Format the records from the beginning through the line with "[92,104,111,145]" as a two-column CSV with the columns request and answer, giving one row to each request. Put each value in a single quoted field with its line breaks replaced by spaces, and leave the pictures out.

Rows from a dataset
━━━━━━━━
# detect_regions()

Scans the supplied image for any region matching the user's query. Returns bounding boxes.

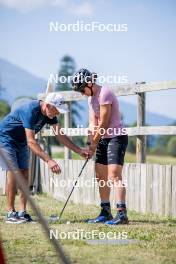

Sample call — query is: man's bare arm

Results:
[25,128,51,162]
[92,104,111,145]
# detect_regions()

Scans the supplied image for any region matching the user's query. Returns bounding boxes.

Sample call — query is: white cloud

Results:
[0,0,93,16]
[68,2,93,16]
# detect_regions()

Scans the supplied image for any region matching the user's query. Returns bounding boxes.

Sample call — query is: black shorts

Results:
[95,135,128,165]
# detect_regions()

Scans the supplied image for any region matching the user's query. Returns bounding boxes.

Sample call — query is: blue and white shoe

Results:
[86,209,113,224]
[5,211,26,224]
[105,211,129,225]
[18,211,36,223]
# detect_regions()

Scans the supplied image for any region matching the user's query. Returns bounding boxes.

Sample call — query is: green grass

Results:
[0,195,176,264]
[53,152,176,165]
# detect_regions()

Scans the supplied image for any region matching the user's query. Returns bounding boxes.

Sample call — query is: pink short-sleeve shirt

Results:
[89,86,123,138]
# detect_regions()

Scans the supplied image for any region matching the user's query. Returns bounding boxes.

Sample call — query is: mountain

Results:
[0,58,47,104]
[119,100,174,126]
[0,58,174,126]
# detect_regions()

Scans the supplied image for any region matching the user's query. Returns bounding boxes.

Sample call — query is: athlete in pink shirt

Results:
[72,69,128,225]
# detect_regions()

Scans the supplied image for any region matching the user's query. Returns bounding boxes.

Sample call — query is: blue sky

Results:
[0,0,176,117]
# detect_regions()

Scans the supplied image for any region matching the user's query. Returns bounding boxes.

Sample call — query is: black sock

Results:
[100,202,111,216]
[117,202,126,217]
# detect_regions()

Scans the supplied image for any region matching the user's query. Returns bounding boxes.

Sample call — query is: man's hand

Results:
[47,159,61,174]
[88,144,97,158]
[78,148,90,159]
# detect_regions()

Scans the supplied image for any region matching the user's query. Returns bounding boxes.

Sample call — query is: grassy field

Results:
[53,152,176,165]
[0,195,176,264]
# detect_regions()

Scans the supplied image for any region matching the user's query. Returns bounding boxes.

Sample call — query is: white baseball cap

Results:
[44,93,69,114]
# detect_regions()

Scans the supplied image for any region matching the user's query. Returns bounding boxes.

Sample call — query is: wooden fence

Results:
[0,81,176,216]
[41,160,176,217]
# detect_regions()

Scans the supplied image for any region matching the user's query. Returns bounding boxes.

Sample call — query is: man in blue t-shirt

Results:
[0,93,88,224]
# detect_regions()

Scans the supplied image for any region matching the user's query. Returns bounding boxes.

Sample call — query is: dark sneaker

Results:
[18,211,35,223]
[105,211,129,225]
[86,208,113,224]
[5,211,26,224]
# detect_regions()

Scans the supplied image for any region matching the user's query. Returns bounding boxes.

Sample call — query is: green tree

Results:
[56,55,83,144]
[167,136,176,157]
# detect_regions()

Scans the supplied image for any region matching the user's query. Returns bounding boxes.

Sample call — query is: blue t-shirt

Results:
[0,100,58,150]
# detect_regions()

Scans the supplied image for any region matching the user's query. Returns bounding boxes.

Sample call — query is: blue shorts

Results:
[0,145,29,170]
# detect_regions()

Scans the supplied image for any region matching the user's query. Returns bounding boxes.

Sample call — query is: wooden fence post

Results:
[64,101,72,160]
[136,89,146,163]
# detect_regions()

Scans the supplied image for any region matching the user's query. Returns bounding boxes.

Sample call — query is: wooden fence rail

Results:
[41,160,176,217]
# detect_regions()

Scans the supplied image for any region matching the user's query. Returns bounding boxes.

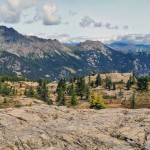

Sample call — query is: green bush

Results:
[90,92,106,109]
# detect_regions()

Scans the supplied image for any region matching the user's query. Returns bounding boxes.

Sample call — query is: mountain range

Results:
[0,26,150,80]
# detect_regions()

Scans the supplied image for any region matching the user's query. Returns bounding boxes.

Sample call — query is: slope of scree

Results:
[0,104,150,150]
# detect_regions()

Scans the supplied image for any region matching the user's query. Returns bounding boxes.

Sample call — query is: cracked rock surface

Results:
[0,104,150,150]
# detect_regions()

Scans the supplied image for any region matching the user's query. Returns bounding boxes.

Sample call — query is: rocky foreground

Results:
[0,104,150,150]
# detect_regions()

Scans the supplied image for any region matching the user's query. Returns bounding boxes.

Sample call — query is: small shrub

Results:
[90,92,106,109]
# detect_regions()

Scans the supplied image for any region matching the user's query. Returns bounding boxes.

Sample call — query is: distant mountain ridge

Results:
[0,26,150,80]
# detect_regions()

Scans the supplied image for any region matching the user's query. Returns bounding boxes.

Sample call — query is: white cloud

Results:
[109,34,150,44]
[79,16,119,30]
[79,16,95,28]
[0,0,61,25]
[28,33,109,43]
[43,4,61,25]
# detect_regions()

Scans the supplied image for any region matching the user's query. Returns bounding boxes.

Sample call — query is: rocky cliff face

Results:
[0,104,150,150]
[0,26,150,80]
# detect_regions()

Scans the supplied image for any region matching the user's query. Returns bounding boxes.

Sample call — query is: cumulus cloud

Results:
[0,0,61,25]
[28,33,108,43]
[43,4,61,25]
[79,16,95,28]
[109,34,150,44]
[123,25,129,30]
[79,16,129,30]
[69,10,78,16]
[79,16,119,30]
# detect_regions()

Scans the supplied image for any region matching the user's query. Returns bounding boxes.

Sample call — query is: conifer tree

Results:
[95,74,102,87]
[130,93,135,109]
[126,79,131,90]
[113,83,116,90]
[70,89,78,105]
[77,77,86,100]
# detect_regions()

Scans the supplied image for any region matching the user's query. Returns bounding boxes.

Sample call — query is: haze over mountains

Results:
[0,26,150,80]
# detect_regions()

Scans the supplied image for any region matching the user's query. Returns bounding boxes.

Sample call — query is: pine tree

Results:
[71,89,78,105]
[57,88,63,102]
[27,86,34,97]
[90,92,106,109]
[59,94,66,106]
[89,75,91,86]
[95,74,102,87]
[85,85,91,100]
[91,80,95,88]
[130,93,135,109]
[126,79,131,90]
[105,77,112,90]
[77,78,86,100]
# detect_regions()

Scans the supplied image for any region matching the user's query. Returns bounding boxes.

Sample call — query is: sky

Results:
[0,0,150,44]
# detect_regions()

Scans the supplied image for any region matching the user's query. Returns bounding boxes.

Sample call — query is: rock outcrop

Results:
[0,104,150,150]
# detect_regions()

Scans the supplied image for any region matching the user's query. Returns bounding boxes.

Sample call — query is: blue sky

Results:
[0,0,150,44]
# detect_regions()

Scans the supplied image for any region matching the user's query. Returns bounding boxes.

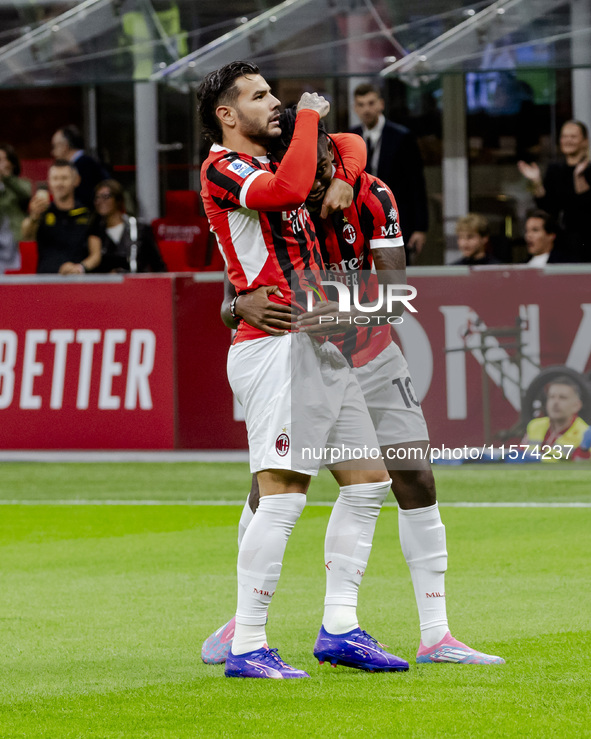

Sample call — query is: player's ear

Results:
[326,139,334,162]
[215,105,236,127]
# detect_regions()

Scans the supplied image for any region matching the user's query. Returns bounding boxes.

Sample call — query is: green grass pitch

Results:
[0,462,591,739]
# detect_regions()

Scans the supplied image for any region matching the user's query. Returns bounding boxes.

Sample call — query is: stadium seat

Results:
[5,241,38,275]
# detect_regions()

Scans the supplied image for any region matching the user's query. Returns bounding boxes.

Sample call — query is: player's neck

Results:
[222,131,267,157]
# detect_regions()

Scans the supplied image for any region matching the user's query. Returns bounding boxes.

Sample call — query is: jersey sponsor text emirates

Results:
[314,172,404,367]
[201,111,324,342]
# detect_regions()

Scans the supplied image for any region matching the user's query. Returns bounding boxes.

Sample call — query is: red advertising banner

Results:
[0,265,591,449]
[0,276,174,449]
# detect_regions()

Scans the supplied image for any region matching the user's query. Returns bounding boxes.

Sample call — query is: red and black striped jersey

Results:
[314,172,404,367]
[201,111,324,342]
[201,111,365,342]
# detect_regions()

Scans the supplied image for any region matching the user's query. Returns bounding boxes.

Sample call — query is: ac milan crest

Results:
[343,223,357,244]
[275,434,289,457]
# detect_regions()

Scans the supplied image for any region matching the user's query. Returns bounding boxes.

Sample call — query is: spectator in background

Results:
[352,83,429,264]
[454,213,500,266]
[0,144,31,274]
[51,126,109,210]
[521,375,589,462]
[23,159,101,275]
[525,210,569,267]
[90,180,166,272]
[517,121,591,262]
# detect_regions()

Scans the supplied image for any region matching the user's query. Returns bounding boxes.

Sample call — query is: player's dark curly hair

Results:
[269,105,328,159]
[197,61,259,144]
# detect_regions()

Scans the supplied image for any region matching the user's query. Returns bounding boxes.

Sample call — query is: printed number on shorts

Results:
[392,376,421,408]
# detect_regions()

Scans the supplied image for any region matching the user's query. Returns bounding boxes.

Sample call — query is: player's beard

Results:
[236,108,281,146]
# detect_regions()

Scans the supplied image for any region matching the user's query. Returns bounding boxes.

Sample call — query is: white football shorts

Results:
[227,333,381,475]
[353,341,429,446]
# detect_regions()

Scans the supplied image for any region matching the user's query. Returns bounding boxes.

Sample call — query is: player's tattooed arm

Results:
[371,238,406,316]
[221,274,293,336]
[320,177,353,218]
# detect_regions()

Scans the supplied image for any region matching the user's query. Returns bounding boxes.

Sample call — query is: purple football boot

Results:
[417,631,505,665]
[225,646,310,680]
[314,626,408,672]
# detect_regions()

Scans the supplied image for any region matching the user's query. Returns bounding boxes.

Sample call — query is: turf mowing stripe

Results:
[0,499,591,508]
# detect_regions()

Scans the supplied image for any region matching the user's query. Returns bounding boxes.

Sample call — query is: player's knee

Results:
[390,468,437,508]
[248,475,261,513]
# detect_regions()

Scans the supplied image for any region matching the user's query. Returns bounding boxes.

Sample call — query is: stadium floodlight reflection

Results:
[380,0,572,77]
[152,0,354,82]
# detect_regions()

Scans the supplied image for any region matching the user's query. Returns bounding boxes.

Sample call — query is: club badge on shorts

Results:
[275,434,289,457]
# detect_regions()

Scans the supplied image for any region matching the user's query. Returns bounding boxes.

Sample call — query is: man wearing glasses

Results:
[23,159,101,275]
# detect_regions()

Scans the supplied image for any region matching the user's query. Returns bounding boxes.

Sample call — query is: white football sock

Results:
[398,503,449,647]
[238,493,254,549]
[322,480,390,634]
[232,493,306,654]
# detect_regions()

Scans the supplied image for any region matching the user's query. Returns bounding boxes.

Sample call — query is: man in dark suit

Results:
[51,126,109,209]
[352,83,429,263]
[525,210,570,267]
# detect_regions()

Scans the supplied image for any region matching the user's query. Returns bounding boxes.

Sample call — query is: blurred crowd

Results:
[0,125,166,275]
[0,99,591,275]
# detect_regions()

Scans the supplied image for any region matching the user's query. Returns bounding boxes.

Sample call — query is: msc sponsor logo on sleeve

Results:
[228,159,254,179]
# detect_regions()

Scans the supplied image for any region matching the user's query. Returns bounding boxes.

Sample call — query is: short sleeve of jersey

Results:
[358,178,404,249]
[205,152,266,210]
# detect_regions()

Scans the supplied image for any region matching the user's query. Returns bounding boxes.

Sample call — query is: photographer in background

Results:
[90,180,166,272]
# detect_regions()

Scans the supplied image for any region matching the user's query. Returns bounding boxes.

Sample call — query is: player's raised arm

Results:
[240,92,330,211]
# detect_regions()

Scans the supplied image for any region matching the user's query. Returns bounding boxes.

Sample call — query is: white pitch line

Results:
[0,499,591,508]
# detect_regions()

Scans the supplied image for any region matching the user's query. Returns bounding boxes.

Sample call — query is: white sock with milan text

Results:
[398,503,449,647]
[238,493,254,549]
[232,493,306,654]
[322,480,390,634]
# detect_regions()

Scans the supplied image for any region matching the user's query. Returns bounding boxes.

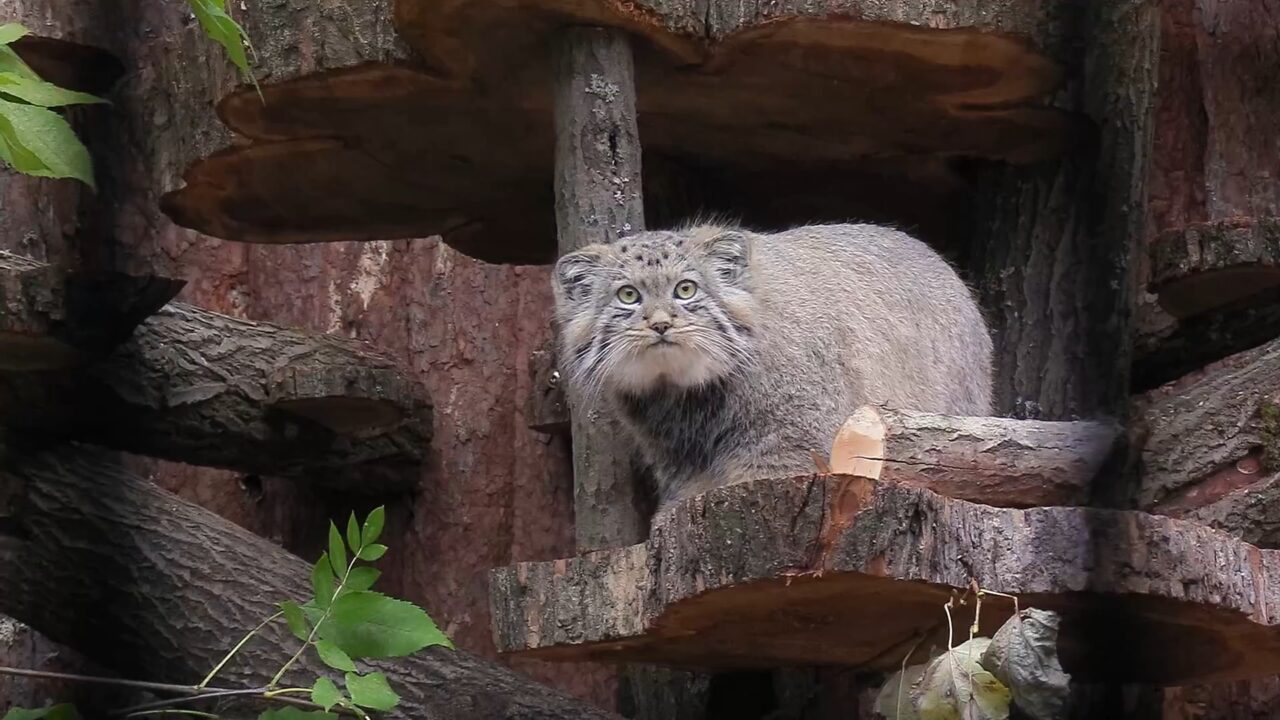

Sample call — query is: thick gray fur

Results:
[553,224,992,509]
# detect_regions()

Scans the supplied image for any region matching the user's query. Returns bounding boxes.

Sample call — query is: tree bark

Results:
[556,28,645,552]
[829,406,1120,507]
[0,446,612,720]
[492,477,1280,684]
[0,292,429,492]
[0,250,182,370]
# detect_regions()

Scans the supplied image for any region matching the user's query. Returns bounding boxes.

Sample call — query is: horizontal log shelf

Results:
[163,0,1070,263]
[0,254,430,493]
[1151,218,1280,318]
[490,409,1280,684]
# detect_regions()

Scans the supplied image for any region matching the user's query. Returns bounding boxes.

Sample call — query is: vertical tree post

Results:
[554,27,645,552]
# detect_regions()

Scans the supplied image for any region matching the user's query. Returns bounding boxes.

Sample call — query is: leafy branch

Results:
[0,23,106,188]
[0,507,453,720]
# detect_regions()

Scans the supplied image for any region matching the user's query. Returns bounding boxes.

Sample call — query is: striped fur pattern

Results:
[553,224,992,509]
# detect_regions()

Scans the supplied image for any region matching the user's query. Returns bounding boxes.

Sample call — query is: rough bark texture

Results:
[165,0,1073,263]
[0,251,182,370]
[828,406,1120,507]
[0,297,430,492]
[1149,218,1280,318]
[1134,340,1280,510]
[493,477,1280,684]
[0,446,611,720]
[556,28,645,551]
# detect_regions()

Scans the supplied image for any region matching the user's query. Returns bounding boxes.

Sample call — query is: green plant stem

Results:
[0,666,228,696]
[196,612,284,689]
[129,707,219,720]
[266,551,360,689]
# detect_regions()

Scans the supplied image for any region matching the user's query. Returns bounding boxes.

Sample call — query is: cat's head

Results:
[552,225,755,393]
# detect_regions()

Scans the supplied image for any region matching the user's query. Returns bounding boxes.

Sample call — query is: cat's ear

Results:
[701,231,751,284]
[552,246,605,304]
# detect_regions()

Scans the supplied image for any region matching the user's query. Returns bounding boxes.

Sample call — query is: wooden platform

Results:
[490,475,1280,684]
[163,0,1073,264]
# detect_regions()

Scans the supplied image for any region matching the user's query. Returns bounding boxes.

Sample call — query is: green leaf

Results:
[347,512,364,552]
[347,673,399,710]
[342,565,383,593]
[280,602,311,642]
[0,100,95,187]
[0,72,106,108]
[311,552,334,610]
[187,0,257,87]
[360,505,387,546]
[0,45,41,79]
[0,23,31,45]
[4,702,79,720]
[329,523,347,578]
[360,543,387,562]
[311,678,342,711]
[316,641,356,671]
[320,592,453,659]
[257,706,338,720]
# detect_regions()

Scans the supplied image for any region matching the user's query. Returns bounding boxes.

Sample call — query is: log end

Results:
[490,475,1280,684]
[161,0,1074,264]
[1151,218,1280,318]
[12,35,124,95]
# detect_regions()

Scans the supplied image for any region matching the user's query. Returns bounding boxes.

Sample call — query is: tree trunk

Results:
[0,445,612,720]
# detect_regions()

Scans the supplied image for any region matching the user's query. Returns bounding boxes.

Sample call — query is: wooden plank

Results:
[554,27,645,551]
[490,475,1280,685]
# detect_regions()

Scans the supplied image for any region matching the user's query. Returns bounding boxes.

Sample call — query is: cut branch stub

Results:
[829,406,1120,507]
[1151,218,1280,318]
[0,251,184,370]
[0,271,430,492]
[490,475,1280,684]
[1133,340,1280,530]
[0,443,616,720]
[163,0,1069,263]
━━━━━━━━
#### Output of the exercise:
request,answer
"# detect_regions() Scans the supplied image for any region matching the user's query. Returns bounding boxes. Sample call — query is: man's bare arm Results:","[25,128,51,162] [92,104,111,145]"